Instructions for the task:
Return an exact copy of the data, starting at its first line and ending at the line that contains "like point(74, 327).", minus any pictures.

Supplied material:

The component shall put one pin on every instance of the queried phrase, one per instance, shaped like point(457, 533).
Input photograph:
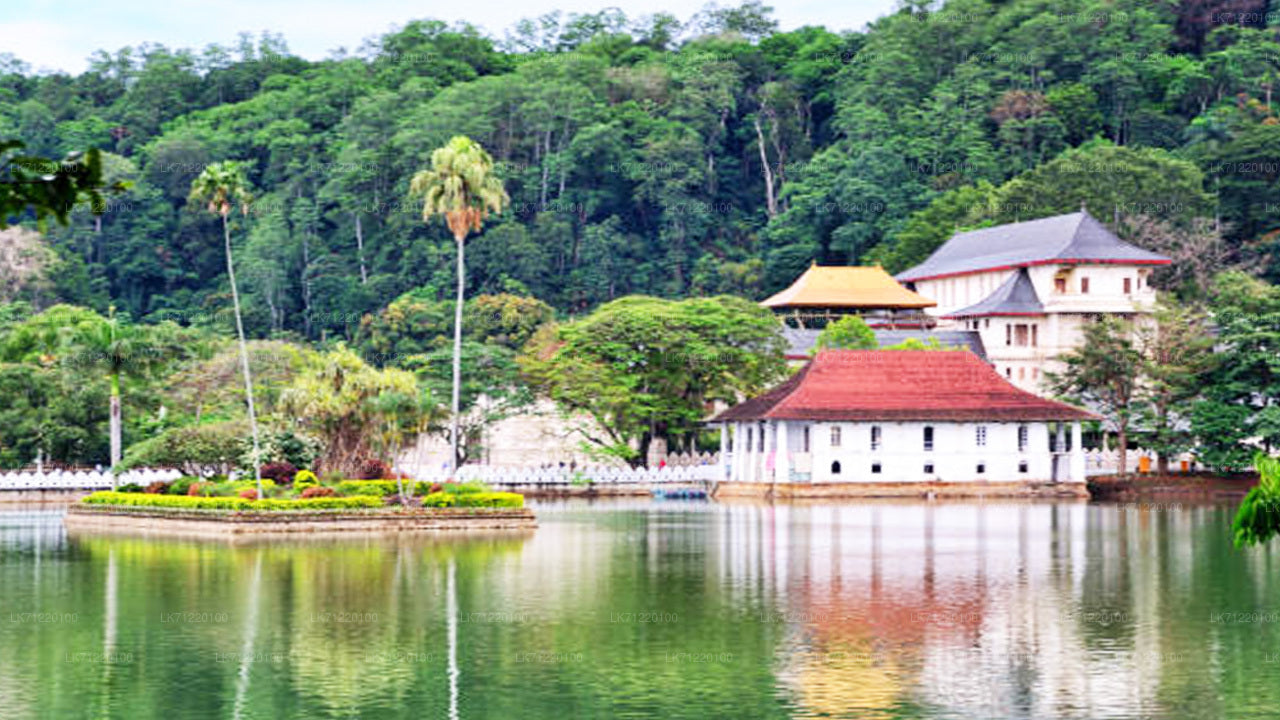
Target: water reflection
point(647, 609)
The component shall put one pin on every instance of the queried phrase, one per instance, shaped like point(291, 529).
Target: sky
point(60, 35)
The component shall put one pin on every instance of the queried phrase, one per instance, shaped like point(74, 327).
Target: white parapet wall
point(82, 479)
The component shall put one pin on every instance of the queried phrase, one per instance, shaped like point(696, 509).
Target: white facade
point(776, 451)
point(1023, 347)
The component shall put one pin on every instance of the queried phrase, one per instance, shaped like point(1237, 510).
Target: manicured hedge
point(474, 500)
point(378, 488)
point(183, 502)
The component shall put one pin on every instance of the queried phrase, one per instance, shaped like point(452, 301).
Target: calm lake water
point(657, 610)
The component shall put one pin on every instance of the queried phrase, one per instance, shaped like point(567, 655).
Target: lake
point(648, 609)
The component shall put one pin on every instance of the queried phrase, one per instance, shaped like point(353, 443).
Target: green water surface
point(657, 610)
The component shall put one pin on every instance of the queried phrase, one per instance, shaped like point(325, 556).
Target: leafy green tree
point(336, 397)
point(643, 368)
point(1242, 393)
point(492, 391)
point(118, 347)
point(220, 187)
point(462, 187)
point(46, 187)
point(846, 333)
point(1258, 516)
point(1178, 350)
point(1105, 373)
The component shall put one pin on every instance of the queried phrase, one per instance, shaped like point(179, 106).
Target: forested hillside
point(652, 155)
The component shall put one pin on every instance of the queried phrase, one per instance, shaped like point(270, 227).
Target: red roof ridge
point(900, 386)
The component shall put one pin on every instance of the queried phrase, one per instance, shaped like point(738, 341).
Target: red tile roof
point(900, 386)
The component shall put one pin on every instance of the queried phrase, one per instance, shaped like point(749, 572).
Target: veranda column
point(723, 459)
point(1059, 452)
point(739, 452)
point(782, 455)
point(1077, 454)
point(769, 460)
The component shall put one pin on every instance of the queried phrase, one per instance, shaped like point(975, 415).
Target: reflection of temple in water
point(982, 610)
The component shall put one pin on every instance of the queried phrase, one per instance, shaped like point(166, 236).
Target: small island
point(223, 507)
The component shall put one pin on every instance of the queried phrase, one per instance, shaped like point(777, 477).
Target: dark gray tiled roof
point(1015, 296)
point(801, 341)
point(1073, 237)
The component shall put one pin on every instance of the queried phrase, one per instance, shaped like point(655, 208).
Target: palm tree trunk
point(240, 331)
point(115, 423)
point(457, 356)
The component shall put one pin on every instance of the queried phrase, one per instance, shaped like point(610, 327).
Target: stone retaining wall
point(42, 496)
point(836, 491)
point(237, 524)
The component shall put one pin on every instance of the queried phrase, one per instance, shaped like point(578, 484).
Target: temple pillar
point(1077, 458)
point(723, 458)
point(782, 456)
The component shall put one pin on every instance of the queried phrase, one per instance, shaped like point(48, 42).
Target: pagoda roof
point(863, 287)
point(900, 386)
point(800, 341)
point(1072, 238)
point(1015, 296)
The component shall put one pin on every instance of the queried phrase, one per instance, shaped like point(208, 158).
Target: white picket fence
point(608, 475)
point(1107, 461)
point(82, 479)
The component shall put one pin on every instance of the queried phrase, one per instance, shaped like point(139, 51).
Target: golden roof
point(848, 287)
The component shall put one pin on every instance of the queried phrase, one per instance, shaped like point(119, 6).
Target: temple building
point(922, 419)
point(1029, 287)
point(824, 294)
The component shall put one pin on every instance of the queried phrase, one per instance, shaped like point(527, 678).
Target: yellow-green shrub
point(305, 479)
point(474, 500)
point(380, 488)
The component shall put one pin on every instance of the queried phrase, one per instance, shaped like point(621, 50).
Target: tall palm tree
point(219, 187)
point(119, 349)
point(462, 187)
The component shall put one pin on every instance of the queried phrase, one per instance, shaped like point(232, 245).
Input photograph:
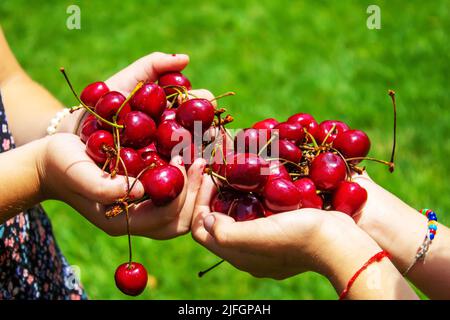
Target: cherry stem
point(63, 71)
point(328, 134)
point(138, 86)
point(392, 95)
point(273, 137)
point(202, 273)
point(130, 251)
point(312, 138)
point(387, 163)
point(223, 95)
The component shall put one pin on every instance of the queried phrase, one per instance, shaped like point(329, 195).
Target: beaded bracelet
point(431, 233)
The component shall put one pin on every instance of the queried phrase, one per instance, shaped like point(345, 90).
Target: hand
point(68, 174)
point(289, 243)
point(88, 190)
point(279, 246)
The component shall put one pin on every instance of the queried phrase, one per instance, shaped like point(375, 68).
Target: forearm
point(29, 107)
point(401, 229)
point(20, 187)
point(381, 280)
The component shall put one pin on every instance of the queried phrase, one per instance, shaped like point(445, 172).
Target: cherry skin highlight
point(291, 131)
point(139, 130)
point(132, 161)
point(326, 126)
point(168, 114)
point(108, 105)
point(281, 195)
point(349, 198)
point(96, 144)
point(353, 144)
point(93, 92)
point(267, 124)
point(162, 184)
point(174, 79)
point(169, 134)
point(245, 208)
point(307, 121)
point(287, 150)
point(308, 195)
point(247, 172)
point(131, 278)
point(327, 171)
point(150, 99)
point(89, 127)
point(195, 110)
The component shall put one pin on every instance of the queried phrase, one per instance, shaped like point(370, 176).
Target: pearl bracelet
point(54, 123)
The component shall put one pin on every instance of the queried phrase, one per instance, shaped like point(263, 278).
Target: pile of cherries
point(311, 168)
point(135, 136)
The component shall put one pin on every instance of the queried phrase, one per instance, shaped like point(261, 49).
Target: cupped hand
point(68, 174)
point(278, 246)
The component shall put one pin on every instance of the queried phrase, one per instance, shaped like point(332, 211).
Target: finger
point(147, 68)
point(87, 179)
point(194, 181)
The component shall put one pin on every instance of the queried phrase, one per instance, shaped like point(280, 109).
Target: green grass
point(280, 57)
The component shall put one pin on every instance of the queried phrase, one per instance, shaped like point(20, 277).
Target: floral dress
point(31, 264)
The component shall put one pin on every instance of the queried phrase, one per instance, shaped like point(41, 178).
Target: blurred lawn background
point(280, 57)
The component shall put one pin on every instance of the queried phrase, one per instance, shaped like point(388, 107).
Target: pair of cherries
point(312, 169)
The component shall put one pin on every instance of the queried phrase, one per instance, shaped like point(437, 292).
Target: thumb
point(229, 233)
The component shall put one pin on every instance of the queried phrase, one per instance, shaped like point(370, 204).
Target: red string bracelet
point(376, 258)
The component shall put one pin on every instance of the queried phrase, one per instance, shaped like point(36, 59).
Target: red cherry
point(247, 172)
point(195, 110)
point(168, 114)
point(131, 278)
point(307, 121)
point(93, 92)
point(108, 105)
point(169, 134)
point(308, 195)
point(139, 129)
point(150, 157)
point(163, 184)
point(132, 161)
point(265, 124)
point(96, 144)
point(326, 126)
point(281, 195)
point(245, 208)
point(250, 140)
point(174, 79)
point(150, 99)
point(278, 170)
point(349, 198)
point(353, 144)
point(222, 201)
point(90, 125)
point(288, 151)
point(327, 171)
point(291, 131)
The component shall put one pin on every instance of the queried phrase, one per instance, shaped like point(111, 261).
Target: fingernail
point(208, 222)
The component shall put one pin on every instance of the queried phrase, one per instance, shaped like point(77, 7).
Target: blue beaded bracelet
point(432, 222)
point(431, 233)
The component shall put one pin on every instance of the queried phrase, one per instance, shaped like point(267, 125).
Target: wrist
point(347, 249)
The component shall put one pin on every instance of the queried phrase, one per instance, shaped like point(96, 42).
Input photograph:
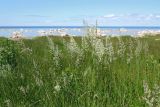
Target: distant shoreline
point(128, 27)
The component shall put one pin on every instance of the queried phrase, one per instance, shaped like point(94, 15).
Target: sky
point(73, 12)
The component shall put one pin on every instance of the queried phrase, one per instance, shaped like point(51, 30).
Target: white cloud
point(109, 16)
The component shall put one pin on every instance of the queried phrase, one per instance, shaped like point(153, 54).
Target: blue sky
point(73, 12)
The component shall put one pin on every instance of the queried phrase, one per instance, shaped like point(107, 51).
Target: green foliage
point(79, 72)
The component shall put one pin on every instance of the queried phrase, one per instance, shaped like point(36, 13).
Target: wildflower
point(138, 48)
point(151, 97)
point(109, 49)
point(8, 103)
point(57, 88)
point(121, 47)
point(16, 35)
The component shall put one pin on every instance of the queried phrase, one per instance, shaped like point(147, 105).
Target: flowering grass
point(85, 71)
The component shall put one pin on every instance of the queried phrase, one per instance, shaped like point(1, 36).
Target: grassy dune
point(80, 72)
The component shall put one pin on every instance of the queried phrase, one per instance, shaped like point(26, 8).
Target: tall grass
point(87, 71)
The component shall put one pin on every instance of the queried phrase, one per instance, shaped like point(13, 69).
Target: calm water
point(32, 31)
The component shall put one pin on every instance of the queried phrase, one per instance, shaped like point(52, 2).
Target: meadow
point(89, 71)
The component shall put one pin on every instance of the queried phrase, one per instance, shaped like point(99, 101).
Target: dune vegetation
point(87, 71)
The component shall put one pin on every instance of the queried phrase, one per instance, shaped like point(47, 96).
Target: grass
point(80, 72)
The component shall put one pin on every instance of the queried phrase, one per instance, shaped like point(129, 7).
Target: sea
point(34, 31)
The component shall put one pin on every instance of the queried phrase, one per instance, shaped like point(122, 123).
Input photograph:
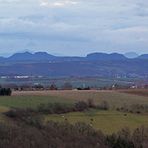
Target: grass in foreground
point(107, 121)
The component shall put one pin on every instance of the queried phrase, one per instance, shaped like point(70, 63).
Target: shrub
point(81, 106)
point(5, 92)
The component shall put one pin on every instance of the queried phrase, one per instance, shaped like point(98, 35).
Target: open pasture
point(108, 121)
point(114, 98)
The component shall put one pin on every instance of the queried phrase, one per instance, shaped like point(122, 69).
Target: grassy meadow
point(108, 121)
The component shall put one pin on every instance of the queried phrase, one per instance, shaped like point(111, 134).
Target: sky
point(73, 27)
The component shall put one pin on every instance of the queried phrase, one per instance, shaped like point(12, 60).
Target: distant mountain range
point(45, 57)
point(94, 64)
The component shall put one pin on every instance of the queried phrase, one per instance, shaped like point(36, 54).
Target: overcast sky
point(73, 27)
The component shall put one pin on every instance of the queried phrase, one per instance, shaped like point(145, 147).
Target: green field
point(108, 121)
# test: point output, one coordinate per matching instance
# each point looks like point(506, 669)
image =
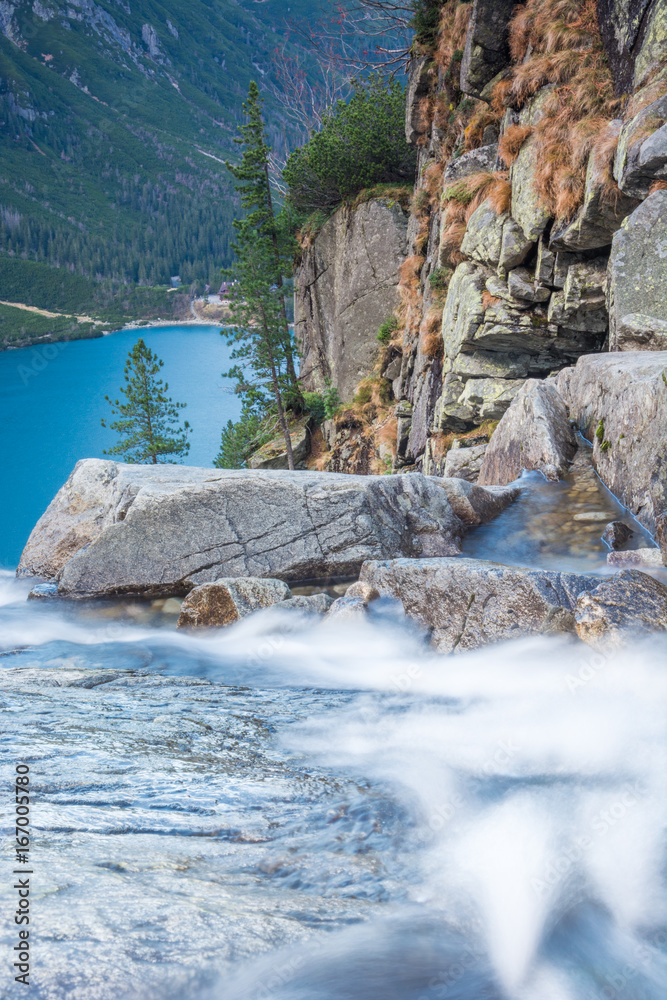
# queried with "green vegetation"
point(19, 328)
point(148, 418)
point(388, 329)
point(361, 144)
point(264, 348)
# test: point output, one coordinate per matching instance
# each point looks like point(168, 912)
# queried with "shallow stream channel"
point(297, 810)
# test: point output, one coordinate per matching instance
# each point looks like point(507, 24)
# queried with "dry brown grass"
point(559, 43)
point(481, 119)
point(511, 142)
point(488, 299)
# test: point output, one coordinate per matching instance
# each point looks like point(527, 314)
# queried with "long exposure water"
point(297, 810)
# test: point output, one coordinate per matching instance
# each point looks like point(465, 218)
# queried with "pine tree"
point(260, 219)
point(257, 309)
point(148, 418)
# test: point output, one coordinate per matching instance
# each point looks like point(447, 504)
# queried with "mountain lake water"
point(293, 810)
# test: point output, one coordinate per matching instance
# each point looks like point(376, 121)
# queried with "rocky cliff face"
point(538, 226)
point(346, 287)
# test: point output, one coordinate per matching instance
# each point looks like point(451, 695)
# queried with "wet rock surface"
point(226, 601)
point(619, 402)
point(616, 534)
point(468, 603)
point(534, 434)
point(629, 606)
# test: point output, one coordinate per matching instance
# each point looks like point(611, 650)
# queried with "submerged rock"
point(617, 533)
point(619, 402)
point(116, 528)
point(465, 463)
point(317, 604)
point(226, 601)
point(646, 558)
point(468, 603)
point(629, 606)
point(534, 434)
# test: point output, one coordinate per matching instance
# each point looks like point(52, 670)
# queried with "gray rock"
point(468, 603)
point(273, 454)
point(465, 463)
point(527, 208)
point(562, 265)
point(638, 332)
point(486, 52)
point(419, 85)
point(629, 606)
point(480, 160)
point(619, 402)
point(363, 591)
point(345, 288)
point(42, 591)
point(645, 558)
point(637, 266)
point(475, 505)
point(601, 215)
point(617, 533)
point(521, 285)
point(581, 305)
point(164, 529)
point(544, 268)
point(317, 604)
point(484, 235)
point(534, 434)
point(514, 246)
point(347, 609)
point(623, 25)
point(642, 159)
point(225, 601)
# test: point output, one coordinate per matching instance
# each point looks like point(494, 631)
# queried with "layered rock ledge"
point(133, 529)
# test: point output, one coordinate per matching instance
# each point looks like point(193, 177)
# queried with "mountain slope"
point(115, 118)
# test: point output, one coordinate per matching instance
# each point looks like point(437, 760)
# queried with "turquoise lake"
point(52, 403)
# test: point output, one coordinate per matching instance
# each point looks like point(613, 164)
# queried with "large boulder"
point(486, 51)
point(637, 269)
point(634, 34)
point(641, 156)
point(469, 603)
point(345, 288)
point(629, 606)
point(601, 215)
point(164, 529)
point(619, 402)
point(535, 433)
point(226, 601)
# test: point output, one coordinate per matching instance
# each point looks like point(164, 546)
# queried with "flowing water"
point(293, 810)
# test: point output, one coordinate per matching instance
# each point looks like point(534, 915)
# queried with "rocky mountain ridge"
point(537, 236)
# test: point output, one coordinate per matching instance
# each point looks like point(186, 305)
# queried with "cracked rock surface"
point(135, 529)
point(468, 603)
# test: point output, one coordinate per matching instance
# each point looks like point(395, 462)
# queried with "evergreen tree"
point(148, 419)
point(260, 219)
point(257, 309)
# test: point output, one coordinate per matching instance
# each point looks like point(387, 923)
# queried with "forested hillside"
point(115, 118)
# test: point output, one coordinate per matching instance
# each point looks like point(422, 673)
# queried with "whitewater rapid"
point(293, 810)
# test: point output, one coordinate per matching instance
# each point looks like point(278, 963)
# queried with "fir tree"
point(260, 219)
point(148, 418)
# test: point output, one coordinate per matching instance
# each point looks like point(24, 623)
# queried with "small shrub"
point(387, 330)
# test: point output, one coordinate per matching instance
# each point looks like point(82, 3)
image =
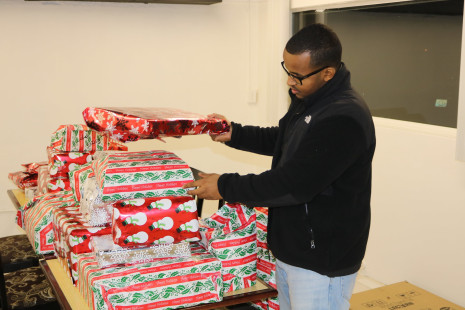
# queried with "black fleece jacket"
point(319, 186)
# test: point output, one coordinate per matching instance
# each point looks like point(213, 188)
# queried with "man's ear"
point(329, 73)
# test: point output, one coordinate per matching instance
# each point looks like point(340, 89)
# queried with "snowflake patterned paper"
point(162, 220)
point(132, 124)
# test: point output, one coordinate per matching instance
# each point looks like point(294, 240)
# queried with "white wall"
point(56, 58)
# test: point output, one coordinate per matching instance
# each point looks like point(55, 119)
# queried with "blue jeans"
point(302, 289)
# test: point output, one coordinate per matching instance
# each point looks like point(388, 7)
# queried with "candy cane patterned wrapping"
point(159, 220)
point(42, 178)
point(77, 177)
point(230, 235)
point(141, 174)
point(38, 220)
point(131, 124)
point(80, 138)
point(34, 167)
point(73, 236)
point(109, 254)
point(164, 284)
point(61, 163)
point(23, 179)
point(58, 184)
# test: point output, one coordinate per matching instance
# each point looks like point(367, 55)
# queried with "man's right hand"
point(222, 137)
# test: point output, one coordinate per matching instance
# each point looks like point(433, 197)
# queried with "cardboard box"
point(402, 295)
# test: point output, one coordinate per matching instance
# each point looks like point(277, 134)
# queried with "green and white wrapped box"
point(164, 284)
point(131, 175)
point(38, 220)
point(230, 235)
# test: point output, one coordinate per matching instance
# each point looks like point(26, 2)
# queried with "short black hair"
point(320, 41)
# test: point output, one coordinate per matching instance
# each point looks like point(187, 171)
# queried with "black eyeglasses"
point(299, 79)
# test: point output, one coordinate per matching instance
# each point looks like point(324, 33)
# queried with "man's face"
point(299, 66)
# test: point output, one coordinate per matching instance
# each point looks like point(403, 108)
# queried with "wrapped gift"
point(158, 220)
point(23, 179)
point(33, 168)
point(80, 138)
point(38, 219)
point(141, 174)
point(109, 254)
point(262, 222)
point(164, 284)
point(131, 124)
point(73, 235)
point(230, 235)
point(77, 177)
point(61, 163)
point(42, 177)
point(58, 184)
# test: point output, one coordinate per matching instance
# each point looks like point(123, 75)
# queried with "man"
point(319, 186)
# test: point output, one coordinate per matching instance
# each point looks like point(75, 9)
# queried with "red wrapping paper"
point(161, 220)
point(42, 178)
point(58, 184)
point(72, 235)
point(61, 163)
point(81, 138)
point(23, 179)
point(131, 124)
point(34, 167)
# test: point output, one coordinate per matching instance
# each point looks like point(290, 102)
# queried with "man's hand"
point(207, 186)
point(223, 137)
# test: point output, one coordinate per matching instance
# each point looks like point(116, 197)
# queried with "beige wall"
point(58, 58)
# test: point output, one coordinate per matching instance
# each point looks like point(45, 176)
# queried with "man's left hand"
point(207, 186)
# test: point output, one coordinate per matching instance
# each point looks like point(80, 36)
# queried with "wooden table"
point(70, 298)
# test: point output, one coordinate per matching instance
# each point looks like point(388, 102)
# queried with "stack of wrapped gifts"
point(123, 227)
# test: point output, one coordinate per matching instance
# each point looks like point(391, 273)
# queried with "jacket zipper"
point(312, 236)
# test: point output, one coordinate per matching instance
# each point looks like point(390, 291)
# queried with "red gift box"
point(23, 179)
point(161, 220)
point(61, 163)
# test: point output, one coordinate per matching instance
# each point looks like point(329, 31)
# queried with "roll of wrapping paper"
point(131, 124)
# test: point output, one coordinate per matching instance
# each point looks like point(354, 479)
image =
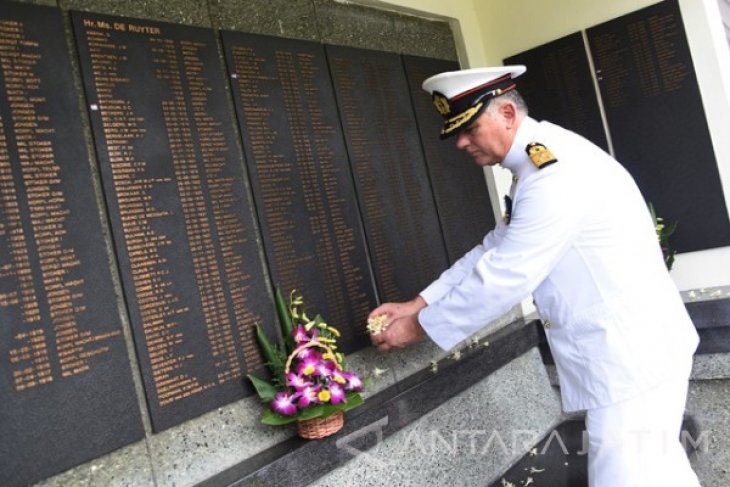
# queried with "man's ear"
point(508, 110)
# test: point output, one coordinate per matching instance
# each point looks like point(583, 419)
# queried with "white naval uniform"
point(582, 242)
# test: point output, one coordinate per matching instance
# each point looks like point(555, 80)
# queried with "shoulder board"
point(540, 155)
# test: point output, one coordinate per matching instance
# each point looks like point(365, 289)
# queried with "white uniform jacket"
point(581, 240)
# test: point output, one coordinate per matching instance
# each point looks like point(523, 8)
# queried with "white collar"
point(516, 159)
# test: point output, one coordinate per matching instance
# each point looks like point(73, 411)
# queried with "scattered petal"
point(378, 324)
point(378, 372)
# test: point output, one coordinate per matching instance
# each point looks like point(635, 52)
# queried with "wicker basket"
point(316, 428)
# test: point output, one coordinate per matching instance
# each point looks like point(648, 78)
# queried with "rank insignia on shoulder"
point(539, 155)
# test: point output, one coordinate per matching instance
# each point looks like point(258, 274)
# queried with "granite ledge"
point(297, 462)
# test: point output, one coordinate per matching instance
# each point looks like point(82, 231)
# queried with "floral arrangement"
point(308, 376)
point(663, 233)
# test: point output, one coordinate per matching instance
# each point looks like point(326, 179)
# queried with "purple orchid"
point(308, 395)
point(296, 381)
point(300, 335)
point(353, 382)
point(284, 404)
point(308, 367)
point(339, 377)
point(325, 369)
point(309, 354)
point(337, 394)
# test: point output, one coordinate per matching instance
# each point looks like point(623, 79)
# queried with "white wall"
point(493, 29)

Solution:
The component shall put one pin on every instance of the queried phrase, one per instance, shaped like point(457, 533).
Input photograph:
Target: water reflection
point(647, 609)
The component shall put one pin on every instance of the queried phrase, one per instance, shaped like point(291, 529).
Target: sky
point(60, 35)
The component shall put one pin on every instance of the queried phrase, one per instance, shaped like point(74, 327).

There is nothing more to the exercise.